Instructions to follow:
Return all of the data exactly as given.
— BEGIN Stored data —
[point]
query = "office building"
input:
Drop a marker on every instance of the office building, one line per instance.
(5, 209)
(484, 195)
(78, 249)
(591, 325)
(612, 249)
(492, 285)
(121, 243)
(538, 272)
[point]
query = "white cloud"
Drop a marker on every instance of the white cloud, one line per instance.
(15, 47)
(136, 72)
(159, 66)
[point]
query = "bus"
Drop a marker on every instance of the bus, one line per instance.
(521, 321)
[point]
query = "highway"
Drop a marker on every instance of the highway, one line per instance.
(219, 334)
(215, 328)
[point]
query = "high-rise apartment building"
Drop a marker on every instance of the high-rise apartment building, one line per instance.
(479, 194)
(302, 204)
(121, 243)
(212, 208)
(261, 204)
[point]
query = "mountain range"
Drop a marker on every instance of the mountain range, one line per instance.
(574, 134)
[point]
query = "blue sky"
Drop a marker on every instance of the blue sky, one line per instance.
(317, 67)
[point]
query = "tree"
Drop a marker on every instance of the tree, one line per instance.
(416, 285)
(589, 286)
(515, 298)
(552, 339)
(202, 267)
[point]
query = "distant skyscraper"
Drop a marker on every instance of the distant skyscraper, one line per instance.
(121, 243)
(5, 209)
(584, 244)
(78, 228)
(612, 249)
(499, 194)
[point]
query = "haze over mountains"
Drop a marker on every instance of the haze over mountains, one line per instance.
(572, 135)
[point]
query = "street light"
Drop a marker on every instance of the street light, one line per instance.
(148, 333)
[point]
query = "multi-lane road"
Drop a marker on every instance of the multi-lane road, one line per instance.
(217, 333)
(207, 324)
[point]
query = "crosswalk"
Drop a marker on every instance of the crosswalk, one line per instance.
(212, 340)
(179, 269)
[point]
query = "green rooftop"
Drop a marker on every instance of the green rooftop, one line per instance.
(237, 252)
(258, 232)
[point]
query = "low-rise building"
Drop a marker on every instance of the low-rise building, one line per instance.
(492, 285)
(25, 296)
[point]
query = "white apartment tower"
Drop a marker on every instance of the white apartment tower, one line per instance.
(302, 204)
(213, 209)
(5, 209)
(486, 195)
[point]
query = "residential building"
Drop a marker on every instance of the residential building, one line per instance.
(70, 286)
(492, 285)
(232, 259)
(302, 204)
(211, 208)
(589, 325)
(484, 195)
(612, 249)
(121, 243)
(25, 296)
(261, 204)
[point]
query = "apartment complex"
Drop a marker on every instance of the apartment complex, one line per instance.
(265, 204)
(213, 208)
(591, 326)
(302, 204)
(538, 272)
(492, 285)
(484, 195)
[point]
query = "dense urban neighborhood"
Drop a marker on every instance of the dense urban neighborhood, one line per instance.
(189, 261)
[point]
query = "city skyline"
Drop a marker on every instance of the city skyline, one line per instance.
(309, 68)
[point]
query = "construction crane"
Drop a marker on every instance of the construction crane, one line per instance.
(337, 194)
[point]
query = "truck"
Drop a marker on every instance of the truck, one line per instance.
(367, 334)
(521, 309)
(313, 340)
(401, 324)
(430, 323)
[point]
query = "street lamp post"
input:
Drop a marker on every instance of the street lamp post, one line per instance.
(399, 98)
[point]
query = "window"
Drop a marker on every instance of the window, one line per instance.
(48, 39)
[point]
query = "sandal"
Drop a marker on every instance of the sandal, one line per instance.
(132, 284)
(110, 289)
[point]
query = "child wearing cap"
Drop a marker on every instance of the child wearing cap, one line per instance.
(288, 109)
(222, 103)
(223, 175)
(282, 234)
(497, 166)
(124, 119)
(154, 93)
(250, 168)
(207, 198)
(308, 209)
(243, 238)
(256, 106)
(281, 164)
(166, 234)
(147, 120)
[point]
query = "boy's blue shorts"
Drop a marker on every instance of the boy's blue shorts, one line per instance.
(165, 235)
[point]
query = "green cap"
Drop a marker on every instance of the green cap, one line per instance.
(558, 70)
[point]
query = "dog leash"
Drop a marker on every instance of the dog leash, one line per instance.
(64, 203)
— END Stored data —
Solution:
[point]
query = "office building"
input:
Drop a marker on every instance of the office building, one line per instance.
(5, 209)
(484, 195)
(78, 249)
(591, 325)
(612, 249)
(492, 285)
(121, 243)
(538, 272)
[point]
query = "white cloud"
Drop a marker on every instance of the white cloud, one line per instance.
(15, 47)
(136, 72)
(159, 66)
[point]
query = "bus"
Drop a marker on every instance of the bus, one line per instance.
(521, 321)
[point]
query = "highway"
Drop a marker on every instance of the highway, one line per instance.
(219, 334)
(215, 328)
[point]
query = "high-rise apartment building"
Drop a marker on every instance of the high-rise apartment building, one line per instance.
(479, 194)
(302, 204)
(121, 243)
(212, 208)
(261, 204)
[point]
query = "mountain range"
Drop a marker on every instance of the mountain range, one line per instance.
(574, 134)
[point]
query = "blue sky"
Drop a marker on every instance of the blue sky, one line per instance.
(317, 67)
[point]
query = "tree"
Drop a marker on every instance of the tree, one line per instance.
(416, 285)
(589, 286)
(515, 298)
(552, 339)
(202, 267)
[point]
query = "distant skyscraper"
Drop a marker on every instance of the distant skyscraper, one line per instance.
(121, 243)
(5, 209)
(584, 244)
(78, 228)
(612, 249)
(499, 194)
[point]
query = "haze over mountains"
Drop a marker on every instance of the haze over mountains, one line per instance.
(572, 135)
[point]
query = "street light"
Drop a marker on every instance of the street light, one line per instance.
(148, 333)
[point]
query = "multi-lane road"
Drop a marker on every instance of the multi-lane road, one line per instance.
(217, 333)
(207, 324)
[point]
query = "crosswalk"
Drop a marker on every instance of the crosswalk, one line per instance.
(212, 340)
(179, 269)
[point]
query = "green rooftop"
Drop a marker on every instance of the green rooftop, one line per instance.
(237, 252)
(258, 232)
[point]
query = "low-rise building"
Drop a marker on every instance of the low-rise building, one line per instance.
(492, 285)
(25, 296)
[point]
query = "white apartment tower"
Drop a marker on every instance of the white apartment tower, one line per instance.
(302, 204)
(213, 209)
(5, 209)
(486, 195)
[point]
query = "residential building"
Drop a marker on every instance of the residential building, one line per instance.
(70, 286)
(492, 285)
(232, 259)
(302, 204)
(211, 208)
(589, 325)
(484, 195)
(612, 249)
(121, 243)
(25, 296)
(261, 204)
[point]
query = "apartment complex"
Drop a marker on every instance of the apartment complex, one line per instance.
(265, 204)
(213, 208)
(591, 326)
(302, 204)
(538, 272)
(492, 285)
(484, 195)
[point]
query = "dense urban neighborhood"
Drop a marker on every instance of the dense urban neighborhood, one line per instance.
(189, 261)
[point]
query = "city skyline"
Drop a marker on every instance of the city skyline, one line per instance.
(309, 68)
[point]
query = "construction crane"
Drop a marker on every instance of the construction crane, one line per instance.
(337, 194)
[point]
query = "truck"
Drop a marker on every instance of the truck, one line per instance.
(367, 334)
(521, 309)
(313, 340)
(401, 324)
(430, 323)
[point]
query = "street lamp post"
input:
Drop a marker on every instance of the street lamp post, one line per instance.
(399, 98)
[point]
query = "window"
Drop a marker on every instance of the window, one line per instance.
(48, 39)
[point]
query = "sandal"
Drop a marker on every instance of the sandal, one line per instance.
(132, 284)
(110, 289)
[point]
query = "child wearing cap"
Drop a marker on every instance of the child wearing cap, one line per instance.
(288, 109)
(222, 103)
(223, 175)
(282, 234)
(497, 166)
(124, 119)
(154, 93)
(250, 168)
(207, 198)
(308, 209)
(243, 238)
(256, 106)
(281, 164)
(166, 234)
(147, 120)
[point]
query = "boy's blue shorts"
Drop a marker on every instance of the boy's blue shorts, one line per instance.
(165, 235)
[point]
query = "green cap"
Drop a marker on every instance of the green cap, one line per instance.
(558, 70)
[point]
query = "dog leash"
Drop a marker on every instance of the dog leash, one line per instance.
(64, 203)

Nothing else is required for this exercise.